SHORT TASK –
Transcribe each record exactly. Include every one.

[Coordinate annotation records]
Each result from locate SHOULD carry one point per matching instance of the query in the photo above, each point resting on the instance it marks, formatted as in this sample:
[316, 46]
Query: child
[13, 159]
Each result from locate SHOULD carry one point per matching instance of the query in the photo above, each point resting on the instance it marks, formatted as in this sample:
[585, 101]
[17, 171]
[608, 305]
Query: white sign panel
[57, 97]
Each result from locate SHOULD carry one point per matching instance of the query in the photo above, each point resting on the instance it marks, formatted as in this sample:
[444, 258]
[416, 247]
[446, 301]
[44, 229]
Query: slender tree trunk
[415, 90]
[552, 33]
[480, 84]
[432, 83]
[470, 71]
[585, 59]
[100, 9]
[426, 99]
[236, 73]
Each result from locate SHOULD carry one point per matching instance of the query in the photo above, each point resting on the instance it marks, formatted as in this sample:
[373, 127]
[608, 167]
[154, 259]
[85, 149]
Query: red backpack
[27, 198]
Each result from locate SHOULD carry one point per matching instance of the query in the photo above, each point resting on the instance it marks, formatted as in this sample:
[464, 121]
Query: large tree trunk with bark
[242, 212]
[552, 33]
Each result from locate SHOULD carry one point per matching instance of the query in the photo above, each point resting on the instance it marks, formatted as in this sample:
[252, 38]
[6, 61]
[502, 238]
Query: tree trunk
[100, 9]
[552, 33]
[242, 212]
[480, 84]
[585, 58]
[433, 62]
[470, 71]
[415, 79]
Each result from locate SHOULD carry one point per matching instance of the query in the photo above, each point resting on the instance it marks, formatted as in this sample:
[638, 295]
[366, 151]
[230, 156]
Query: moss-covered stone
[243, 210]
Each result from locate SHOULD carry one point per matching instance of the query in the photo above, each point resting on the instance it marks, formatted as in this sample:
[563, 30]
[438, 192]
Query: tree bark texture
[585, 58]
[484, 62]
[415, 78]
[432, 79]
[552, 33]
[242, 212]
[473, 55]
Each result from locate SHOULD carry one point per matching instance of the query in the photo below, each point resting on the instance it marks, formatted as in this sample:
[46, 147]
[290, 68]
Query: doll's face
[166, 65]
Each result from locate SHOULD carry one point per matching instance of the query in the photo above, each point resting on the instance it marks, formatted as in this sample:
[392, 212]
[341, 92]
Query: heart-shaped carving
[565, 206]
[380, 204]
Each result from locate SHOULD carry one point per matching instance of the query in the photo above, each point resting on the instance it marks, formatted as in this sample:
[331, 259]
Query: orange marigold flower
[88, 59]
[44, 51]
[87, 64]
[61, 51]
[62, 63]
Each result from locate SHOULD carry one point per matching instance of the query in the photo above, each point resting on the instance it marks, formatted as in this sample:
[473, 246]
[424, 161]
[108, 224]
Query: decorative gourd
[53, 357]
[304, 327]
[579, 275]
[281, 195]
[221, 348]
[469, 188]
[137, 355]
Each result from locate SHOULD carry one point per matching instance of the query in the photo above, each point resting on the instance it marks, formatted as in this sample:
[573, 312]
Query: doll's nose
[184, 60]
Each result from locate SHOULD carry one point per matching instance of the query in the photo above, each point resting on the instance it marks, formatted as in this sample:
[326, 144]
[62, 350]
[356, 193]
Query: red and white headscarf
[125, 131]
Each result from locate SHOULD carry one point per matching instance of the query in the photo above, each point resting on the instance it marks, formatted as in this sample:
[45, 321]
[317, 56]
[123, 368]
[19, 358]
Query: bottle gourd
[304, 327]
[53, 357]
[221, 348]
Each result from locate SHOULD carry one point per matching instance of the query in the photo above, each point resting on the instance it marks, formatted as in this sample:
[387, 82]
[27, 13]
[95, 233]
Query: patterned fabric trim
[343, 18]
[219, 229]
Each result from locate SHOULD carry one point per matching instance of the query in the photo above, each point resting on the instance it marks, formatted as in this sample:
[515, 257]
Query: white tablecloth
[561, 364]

FULL SOLUTION –
Each result from locate SHOULD carry one point per matching instance of the query in the photo above, each point resting on the instance it marks, formatted as in this sample:
[316, 46]
Query: child
[13, 159]
Each result from locate SHOULD carry one point per matching instance of the query in the photo above, each point resting on the instance it marks, formatted as in this sample:
[585, 101]
[17, 171]
[608, 305]
Query: white sign panel
[57, 97]
Each result from locate SHOULD carry one point per matching instance of the query in the photo above, each point resting on the instance it marks, formatted as in this sample:
[444, 258]
[416, 247]
[446, 301]
[44, 229]
Query: slender tree trunk
[415, 90]
[552, 33]
[480, 84]
[432, 83]
[470, 71]
[585, 59]
[100, 9]
[426, 99]
[236, 73]
Each result from locate SHOULD carry one point per matching instance of the query in the photo above, each point resting on the instance it marks, formatted as in this sample:
[373, 127]
[608, 167]
[154, 259]
[85, 149]
Query: red backpack
[27, 198]
Each result from locate SHOULD carry one point per matching instance of the query in the photo above, each point resting on the instance it marks, formatted as in this sample:
[464, 121]
Query: large tree trunk with bark
[242, 212]
[552, 33]
Each result from locate SHOULD carry one point per matching instance of the query in the photo above, each point resting on the instance it marks, formatted as in this sample:
[252, 38]
[6, 61]
[502, 238]
Query: tree trunk
[100, 9]
[552, 33]
[242, 212]
[480, 84]
[585, 58]
[433, 62]
[470, 71]
[415, 79]
Each result from locate SHOULD carry one point per matching instance of the query in the photo above, each point resting on the instance it marks, formatted as in this sample:
[638, 295]
[366, 151]
[230, 156]
Query: moss-covered stone
[243, 210]
Each result from locate SHOULD carry one point per matching instance of the query in the photo above, each point resting on the instance it marks, formatted as in this sample:
[563, 30]
[438, 192]
Query: tree bark texture
[585, 58]
[484, 62]
[415, 78]
[432, 79]
[552, 33]
[242, 212]
[473, 55]
Each result from locate SHOULD carry one point per matching instance of the query in the photo below, each point resting on the instance it marks, formatted as in this sample:
[46, 147]
[290, 68]
Query: doll's face
[166, 65]
Each result from locate SHOULD carry one point per matching instance of the query in the photo above, each point resting on the instance it marks, formatted as in this sample:
[392, 212]
[341, 92]
Query: heart-shaped carving
[565, 206]
[380, 204]
Each result from locate SHOULD carry one point per matching instance of the query in the photo above, each point resting on the instance it marks, formatted as in this sample:
[331, 259]
Query: orange marigold flower
[88, 59]
[44, 51]
[87, 64]
[61, 51]
[62, 63]
Each result from locate SHOULD carry one point per matching instance of the query in the photo above, each point resting on the instance it marks, formatted as in this sample:
[473, 246]
[424, 161]
[108, 224]
Query: decorative gourd
[53, 357]
[304, 327]
[579, 275]
[281, 195]
[221, 348]
[469, 188]
[137, 355]
Each result from locate SHOULD carry one point per matching instance of the query in the photo above, each point resting on the instance it marks, formatted as in this sample:
[573, 312]
Query: doll's nose
[184, 60]
Each result from locate SHOULD carry one point per matching instance of the query in the photo above, each point resting on the instance it marks, formatted as in this sample:
[326, 144]
[62, 350]
[356, 193]
Query: red and white headscarf
[125, 131]
Each result from locate SHOULD carry one point per matching instance of the query in the photo above, each point resting on the instance it marks, formatted as in this sample:
[45, 321]
[317, 56]
[123, 368]
[19, 358]
Query: bottle gourd
[304, 327]
[53, 357]
[221, 348]
Each result from locate SHOULD carry one point per matching instance of the query in the photo above, each point resting on the instance it marks, formatted as in this sample:
[387, 82]
[27, 13]
[95, 233]
Query: patterned fabric trim
[343, 18]
[219, 229]
Each result from locate SHOULD carry one point per matching instance of the query in the photo above, each point resting on the instance it marks, formatted as in this sample:
[515, 257]
Query: white tablecloth
[561, 364]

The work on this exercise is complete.